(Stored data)
================================

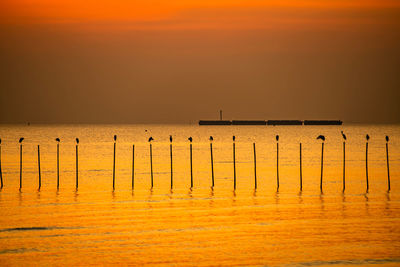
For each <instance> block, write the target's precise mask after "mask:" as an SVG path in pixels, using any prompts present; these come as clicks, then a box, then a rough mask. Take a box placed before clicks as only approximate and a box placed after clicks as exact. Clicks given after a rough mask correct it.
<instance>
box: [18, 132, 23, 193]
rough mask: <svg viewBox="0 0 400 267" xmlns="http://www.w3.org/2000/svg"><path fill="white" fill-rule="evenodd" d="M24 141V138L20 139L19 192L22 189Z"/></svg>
mask: <svg viewBox="0 0 400 267" xmlns="http://www.w3.org/2000/svg"><path fill="white" fill-rule="evenodd" d="M22 141H24V138H23V137H21V138H20V139H19V144H20V145H19V190H21V189H22Z"/></svg>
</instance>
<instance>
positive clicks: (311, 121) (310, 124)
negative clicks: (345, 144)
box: [199, 120, 343, 126]
mask: <svg viewBox="0 0 400 267" xmlns="http://www.w3.org/2000/svg"><path fill="white" fill-rule="evenodd" d="M342 124H343V121H341V120H304V121H302V120H232V121H229V120H199V125H271V126H277V125H342Z"/></svg>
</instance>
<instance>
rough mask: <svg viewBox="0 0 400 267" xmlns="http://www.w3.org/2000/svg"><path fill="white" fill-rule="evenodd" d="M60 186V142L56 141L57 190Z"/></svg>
mask: <svg viewBox="0 0 400 267" xmlns="http://www.w3.org/2000/svg"><path fill="white" fill-rule="evenodd" d="M59 188H60V144H59V143H57V190H58V189H59Z"/></svg>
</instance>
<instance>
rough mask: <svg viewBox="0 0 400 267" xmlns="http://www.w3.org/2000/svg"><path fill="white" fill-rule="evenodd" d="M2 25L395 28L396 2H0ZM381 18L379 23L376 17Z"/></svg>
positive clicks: (171, 27) (136, 27)
mask: <svg viewBox="0 0 400 267" xmlns="http://www.w3.org/2000/svg"><path fill="white" fill-rule="evenodd" d="M0 6H1V11H0V21H1V23H3V24H18V25H20V24H78V25H81V26H82V25H86V27H87V26H88V25H91V26H92V28H93V27H94V28H96V25H98V24H99V23H101V25H103V26H104V25H108V27H109V26H110V25H112V28H114V29H123V28H134V29H143V28H145V29H146V28H157V29H159V28H178V29H179V28H238V27H239V28H271V27H282V26H285V25H291V26H294V25H298V24H300V25H302V24H305V25H312V24H320V23H326V24H334V25H335V24H338V25H343V24H346V23H347V24H349V23H361V24H368V23H398V17H396V16H395V15H396V13H393V9H399V8H400V1H396V0H331V1H316V0H314V1H312V0H308V1H304V0H280V1H277V0H264V1H262V0H247V1H240V0H217V1H205V0H192V1H182V0H170V1H162V0H146V1H143V0H133V1H132V0H130V1H128V0H114V1H105V0H85V1H80V0H69V1H53V0H3V1H2V2H1V3H0ZM382 13H385V16H381V17H380V19H379V20H374V18H376V16H377V15H379V14H382Z"/></svg>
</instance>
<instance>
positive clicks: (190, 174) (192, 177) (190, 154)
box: [188, 137, 193, 188]
mask: <svg viewBox="0 0 400 267" xmlns="http://www.w3.org/2000/svg"><path fill="white" fill-rule="evenodd" d="M188 140H189V141H190V188H193V157H192V141H193V138H192V137H189V138H188Z"/></svg>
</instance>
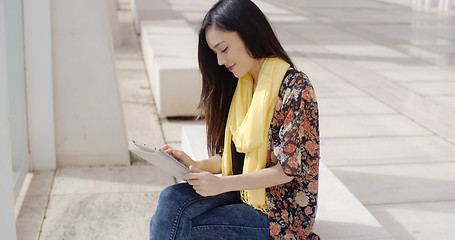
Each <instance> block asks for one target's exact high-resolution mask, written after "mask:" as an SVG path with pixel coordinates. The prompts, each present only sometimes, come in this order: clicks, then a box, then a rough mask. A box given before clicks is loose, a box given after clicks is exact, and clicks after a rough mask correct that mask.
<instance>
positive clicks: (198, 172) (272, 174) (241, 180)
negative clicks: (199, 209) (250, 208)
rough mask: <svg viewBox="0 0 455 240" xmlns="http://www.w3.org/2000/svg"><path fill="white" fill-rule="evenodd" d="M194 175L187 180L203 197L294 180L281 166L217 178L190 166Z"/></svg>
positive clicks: (215, 175)
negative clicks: (221, 193)
mask: <svg viewBox="0 0 455 240" xmlns="http://www.w3.org/2000/svg"><path fill="white" fill-rule="evenodd" d="M190 170H191V171H192V173H188V174H186V175H185V180H187V181H188V183H189V184H190V185H192V186H193V188H194V190H196V192H197V193H198V194H200V195H201V196H204V197H206V196H214V195H218V194H220V193H224V192H230V191H239V190H253V189H261V188H268V187H272V186H275V185H280V184H283V183H287V182H289V181H291V180H292V179H293V177H290V176H288V175H286V174H285V173H284V172H283V169H282V167H281V165H280V164H276V165H275V166H273V167H269V168H265V169H261V170H259V171H256V172H252V173H247V174H240V175H230V176H216V175H213V174H211V173H209V172H206V171H202V170H200V169H198V168H196V167H193V166H190Z"/></svg>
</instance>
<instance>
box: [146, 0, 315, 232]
mask: <svg viewBox="0 0 455 240" xmlns="http://www.w3.org/2000/svg"><path fill="white" fill-rule="evenodd" d="M198 58H199V68H200V71H201V73H202V79H203V86H202V94H201V101H200V104H199V109H200V111H201V112H200V115H201V117H202V116H203V117H204V118H205V120H206V125H207V147H208V149H209V152H210V153H211V156H212V157H210V158H209V159H207V160H202V161H194V160H193V159H191V158H190V157H189V156H188V155H186V154H185V153H184V152H182V151H179V150H174V149H172V148H170V147H169V146H164V147H163V148H162V149H163V150H165V151H166V152H167V153H169V154H171V155H173V156H174V157H175V158H177V159H178V160H179V161H181V162H182V163H183V164H185V165H186V166H188V167H189V168H190V170H191V173H188V174H186V175H185V180H186V181H187V182H186V183H181V184H176V185H173V186H169V187H167V188H166V189H164V190H163V191H162V192H161V195H160V198H159V202H158V206H157V209H156V212H155V214H154V216H153V217H152V220H151V223H150V239H159V240H164V239H211V240H218V239H248V240H251V239H310V240H315V239H319V236H318V235H316V234H315V233H313V225H314V220H315V215H316V207H317V192H318V173H319V120H318V119H319V117H318V106H317V102H316V97H315V93H314V90H313V87H312V85H311V83H310V81H309V79H308V77H307V76H306V75H305V74H304V73H302V72H300V71H298V70H296V69H295V67H294V65H293V63H292V61H291V59H290V58H289V56H288V54H287V53H286V52H285V51H284V49H283V47H282V46H281V44H280V43H279V41H278V39H277V37H276V36H275V34H274V32H273V30H272V28H271V26H270V24H269V22H268V21H267V19H266V17H265V16H264V14H263V13H262V12H261V10H260V9H259V8H258V7H257V6H256V5H255V4H254V3H253V2H251V1H250V0H220V1H218V2H217V3H216V4H215V5H214V6H213V7H212V8H211V9H210V11H209V12H208V13H207V15H206V16H205V18H204V20H203V22H202V26H201V30H200V32H199V47H198ZM182 77H184V76H182ZM219 173H222V174H221V175H217V174H219Z"/></svg>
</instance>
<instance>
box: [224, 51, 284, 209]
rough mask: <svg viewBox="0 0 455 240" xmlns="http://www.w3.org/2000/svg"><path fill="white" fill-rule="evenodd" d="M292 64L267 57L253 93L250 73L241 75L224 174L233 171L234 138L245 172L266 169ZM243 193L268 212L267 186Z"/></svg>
mask: <svg viewBox="0 0 455 240" xmlns="http://www.w3.org/2000/svg"><path fill="white" fill-rule="evenodd" d="M289 66H290V65H289V64H288V63H287V62H285V61H283V60H281V59H279V58H267V59H265V61H264V63H263V64H262V67H261V70H260V71H259V76H258V83H257V86H256V89H255V92H254V95H253V77H252V76H251V74H247V75H246V76H244V77H241V78H239V80H238V83H237V88H236V89H235V92H234V96H233V97H232V102H231V106H230V108H229V115H228V119H227V122H226V130H225V135H224V150H223V157H222V164H221V170H222V173H223V176H226V175H232V174H233V172H232V158H231V140H232V141H234V144H235V146H236V148H237V151H238V152H242V153H245V162H244V165H243V174H245V173H250V172H255V171H257V170H260V169H264V168H265V165H266V161H267V145H268V132H269V128H270V122H271V121H272V116H273V111H274V110H275V105H276V101H277V98H278V93H279V90H280V87H281V83H282V81H283V78H284V76H285V74H286V71H287V70H288V68H289ZM231 136H232V138H231ZM241 195H242V201H243V202H245V203H246V204H248V205H250V206H252V207H254V208H255V209H257V210H261V211H262V212H264V213H266V214H267V212H268V208H267V201H266V197H265V189H264V188H263V189H255V190H243V191H241Z"/></svg>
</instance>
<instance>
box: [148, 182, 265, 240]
mask: <svg viewBox="0 0 455 240" xmlns="http://www.w3.org/2000/svg"><path fill="white" fill-rule="evenodd" d="M154 239H159V240H165V239H177V240H180V239H200V240H201V239H211V240H215V239H217V240H218V239H258V240H259V239H261V240H262V239H270V233H269V220H268V218H267V215H266V214H264V213H262V212H261V211H258V210H255V209H254V208H252V207H250V206H249V205H247V204H245V203H243V202H242V201H241V199H240V194H239V192H228V193H223V194H220V195H217V196H211V197H202V196H201V195H199V194H197V193H196V192H195V191H194V189H193V187H192V186H190V185H189V184H187V183H181V184H176V185H173V186H169V187H167V188H166V189H164V190H163V191H162V192H161V194H160V199H159V201H158V206H157V209H156V212H155V214H154V215H153V217H152V220H151V222H150V240H154Z"/></svg>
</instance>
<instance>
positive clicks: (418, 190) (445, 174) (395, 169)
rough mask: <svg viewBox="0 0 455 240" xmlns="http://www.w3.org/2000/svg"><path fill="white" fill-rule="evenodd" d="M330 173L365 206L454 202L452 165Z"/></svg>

================================

Out of the records above, pull each line containing the word "present".

For each <instance> block, write the target's precise mask after "mask:" as an SVG path in pixels, using any prompts present; these come as clicks, then a box, then a rough mask. Take a box placed before clicks as only approximate and a box placed after clicks as exact. Clicks given after a rough mask correct it.
Each <instance> block asks for one target's exact high-resolution mask, written after "mask:" as an SVG path with pixel coordinates. The prompts, each present only sometimes, come in this order: clicks, then a box, then a rough mask. A box given before clicks is loose, a box given after clicks is exact, and clicks after a rough mask correct that mask.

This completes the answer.